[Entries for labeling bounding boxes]

....................

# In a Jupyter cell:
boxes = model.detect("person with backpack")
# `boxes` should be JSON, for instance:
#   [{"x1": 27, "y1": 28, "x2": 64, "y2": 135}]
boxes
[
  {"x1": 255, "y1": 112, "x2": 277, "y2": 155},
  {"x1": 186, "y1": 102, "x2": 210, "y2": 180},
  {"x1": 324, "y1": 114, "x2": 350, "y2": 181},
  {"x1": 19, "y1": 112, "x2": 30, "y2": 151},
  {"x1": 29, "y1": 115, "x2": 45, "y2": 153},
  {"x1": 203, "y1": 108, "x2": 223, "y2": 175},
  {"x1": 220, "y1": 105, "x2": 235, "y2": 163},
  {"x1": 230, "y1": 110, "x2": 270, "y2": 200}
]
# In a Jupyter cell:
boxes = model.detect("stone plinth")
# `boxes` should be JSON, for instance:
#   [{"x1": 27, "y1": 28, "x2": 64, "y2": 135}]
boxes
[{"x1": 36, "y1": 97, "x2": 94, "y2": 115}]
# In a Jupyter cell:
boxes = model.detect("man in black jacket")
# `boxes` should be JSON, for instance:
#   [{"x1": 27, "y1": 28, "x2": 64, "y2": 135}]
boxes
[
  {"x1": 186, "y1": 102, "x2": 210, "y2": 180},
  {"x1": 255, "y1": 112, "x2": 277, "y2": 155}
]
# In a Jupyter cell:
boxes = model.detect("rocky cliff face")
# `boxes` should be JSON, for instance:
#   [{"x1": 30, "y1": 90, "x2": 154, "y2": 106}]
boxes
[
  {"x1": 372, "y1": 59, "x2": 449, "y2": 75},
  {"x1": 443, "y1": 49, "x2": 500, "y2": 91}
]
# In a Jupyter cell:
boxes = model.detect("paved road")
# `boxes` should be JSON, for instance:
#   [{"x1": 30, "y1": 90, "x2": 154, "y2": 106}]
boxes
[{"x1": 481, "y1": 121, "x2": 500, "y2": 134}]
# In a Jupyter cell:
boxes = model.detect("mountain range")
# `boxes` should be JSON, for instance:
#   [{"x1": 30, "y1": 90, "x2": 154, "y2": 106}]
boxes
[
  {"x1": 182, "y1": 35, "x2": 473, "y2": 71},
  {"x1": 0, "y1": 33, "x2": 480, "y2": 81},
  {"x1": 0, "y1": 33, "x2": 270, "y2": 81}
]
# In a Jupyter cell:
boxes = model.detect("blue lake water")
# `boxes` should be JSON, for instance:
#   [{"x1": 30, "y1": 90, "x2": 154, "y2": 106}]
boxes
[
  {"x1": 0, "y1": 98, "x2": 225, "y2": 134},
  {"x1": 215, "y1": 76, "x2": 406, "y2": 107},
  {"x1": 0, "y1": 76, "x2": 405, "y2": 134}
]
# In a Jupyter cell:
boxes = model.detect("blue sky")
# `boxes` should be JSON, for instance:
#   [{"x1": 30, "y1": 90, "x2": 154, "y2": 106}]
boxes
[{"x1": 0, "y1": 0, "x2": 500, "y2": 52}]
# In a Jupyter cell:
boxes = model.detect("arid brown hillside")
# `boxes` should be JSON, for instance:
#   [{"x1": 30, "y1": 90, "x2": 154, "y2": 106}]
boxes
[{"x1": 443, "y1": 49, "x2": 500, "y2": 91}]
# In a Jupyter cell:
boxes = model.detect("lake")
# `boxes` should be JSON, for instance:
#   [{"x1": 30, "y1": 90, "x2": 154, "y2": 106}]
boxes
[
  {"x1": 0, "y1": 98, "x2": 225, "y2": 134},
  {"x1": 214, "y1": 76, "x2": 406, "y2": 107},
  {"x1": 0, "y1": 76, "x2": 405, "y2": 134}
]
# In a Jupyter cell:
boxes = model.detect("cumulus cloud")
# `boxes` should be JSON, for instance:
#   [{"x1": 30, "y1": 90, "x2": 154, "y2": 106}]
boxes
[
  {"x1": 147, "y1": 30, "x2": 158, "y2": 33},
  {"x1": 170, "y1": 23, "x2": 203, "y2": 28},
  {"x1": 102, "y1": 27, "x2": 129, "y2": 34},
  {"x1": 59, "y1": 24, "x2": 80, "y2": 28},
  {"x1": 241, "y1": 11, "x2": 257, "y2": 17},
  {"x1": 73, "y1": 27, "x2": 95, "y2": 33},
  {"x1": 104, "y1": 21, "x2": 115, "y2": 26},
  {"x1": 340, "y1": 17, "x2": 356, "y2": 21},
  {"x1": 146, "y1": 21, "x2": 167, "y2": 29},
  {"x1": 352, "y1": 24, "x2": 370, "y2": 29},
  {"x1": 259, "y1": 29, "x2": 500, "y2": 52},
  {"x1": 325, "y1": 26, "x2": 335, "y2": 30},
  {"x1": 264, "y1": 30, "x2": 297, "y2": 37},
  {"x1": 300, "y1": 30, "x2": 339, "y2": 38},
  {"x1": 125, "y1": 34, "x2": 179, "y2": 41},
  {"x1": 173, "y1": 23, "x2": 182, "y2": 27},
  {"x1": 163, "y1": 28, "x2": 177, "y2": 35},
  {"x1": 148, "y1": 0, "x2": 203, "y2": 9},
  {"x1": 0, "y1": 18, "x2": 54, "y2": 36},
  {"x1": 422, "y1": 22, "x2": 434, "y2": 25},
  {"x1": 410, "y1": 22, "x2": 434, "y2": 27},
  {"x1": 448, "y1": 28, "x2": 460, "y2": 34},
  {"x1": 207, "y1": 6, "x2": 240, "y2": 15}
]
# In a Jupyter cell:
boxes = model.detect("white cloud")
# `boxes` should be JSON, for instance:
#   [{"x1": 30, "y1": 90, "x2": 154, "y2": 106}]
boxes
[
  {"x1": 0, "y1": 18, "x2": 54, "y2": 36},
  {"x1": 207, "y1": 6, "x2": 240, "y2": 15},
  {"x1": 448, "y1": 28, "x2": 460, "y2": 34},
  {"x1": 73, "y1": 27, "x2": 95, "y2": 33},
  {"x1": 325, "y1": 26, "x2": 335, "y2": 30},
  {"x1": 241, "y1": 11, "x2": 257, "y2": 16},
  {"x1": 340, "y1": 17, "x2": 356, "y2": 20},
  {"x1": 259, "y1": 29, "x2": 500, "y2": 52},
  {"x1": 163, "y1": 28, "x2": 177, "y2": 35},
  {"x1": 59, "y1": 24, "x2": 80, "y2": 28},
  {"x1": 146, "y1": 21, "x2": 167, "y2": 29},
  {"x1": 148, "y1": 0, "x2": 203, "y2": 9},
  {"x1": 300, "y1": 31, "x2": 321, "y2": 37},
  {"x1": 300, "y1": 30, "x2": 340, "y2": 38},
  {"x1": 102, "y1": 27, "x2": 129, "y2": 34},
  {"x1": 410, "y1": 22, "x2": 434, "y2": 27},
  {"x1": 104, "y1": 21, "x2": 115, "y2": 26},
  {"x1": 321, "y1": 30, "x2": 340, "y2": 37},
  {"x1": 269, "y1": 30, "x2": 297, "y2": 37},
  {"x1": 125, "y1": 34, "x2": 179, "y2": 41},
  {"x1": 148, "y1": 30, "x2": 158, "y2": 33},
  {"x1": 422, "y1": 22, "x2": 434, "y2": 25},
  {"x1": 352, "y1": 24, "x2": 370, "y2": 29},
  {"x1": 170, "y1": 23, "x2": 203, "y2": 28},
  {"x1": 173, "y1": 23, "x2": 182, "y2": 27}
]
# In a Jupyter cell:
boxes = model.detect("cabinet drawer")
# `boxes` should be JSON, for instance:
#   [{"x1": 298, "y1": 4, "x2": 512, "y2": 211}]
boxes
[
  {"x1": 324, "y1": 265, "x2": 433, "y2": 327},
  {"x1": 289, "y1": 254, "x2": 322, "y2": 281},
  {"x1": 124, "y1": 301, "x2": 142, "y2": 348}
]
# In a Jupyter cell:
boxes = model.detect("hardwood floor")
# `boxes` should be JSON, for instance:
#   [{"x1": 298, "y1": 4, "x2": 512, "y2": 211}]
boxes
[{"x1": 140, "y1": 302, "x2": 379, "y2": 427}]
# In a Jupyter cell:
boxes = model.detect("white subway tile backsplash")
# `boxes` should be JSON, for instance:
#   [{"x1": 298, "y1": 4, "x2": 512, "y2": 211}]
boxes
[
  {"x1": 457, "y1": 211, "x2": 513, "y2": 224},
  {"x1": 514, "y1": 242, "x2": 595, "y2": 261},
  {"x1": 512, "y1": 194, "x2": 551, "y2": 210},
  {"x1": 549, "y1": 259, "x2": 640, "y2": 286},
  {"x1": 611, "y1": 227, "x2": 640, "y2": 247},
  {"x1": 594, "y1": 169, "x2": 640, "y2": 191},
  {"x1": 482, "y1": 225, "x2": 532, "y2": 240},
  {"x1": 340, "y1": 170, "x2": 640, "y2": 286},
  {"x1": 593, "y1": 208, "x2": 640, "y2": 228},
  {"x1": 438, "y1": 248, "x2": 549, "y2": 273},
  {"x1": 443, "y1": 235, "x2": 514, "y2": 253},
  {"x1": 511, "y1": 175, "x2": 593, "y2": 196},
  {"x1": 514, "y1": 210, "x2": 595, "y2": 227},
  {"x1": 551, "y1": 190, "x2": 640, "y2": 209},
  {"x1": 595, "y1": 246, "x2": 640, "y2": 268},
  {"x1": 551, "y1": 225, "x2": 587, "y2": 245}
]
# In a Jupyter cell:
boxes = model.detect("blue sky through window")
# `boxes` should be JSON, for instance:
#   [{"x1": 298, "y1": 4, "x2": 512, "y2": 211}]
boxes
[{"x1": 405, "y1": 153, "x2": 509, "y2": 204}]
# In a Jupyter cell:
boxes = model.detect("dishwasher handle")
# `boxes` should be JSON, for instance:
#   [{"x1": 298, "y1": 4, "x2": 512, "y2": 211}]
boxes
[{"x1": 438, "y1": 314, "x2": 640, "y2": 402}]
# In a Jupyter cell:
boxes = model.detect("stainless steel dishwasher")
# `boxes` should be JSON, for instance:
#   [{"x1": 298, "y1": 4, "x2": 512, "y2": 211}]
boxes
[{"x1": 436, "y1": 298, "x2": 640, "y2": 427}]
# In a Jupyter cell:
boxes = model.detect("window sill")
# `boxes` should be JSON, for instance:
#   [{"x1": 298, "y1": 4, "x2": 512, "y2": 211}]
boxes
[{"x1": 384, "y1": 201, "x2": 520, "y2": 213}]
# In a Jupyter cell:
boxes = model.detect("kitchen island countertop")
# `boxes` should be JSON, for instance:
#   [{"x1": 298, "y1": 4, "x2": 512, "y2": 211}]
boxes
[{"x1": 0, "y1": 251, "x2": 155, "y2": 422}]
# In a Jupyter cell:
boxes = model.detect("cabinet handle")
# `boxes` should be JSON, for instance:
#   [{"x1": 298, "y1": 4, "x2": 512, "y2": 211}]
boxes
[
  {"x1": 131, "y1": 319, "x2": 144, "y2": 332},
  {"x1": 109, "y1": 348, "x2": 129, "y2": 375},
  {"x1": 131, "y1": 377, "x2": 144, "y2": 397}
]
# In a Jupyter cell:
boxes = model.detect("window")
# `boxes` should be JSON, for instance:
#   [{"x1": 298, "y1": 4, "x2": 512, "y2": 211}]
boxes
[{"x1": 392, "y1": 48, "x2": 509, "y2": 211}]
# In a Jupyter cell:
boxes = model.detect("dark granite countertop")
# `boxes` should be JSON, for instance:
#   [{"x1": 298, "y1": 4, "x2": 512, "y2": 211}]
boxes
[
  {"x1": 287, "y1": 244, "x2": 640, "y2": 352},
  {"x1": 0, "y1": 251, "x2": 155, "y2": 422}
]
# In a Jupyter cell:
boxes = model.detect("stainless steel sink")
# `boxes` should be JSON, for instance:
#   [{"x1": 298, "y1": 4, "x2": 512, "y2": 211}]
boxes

....................

# [Exercise requirements]
Find each line in the listing above that contains the word "blue", and copy those lines. The match is case-sensitive.

# [Finished answer]
boxes = model.detect("blue lake water")
boxes = model.detect("blue sky")
boxes = model.detect("blue sky through window")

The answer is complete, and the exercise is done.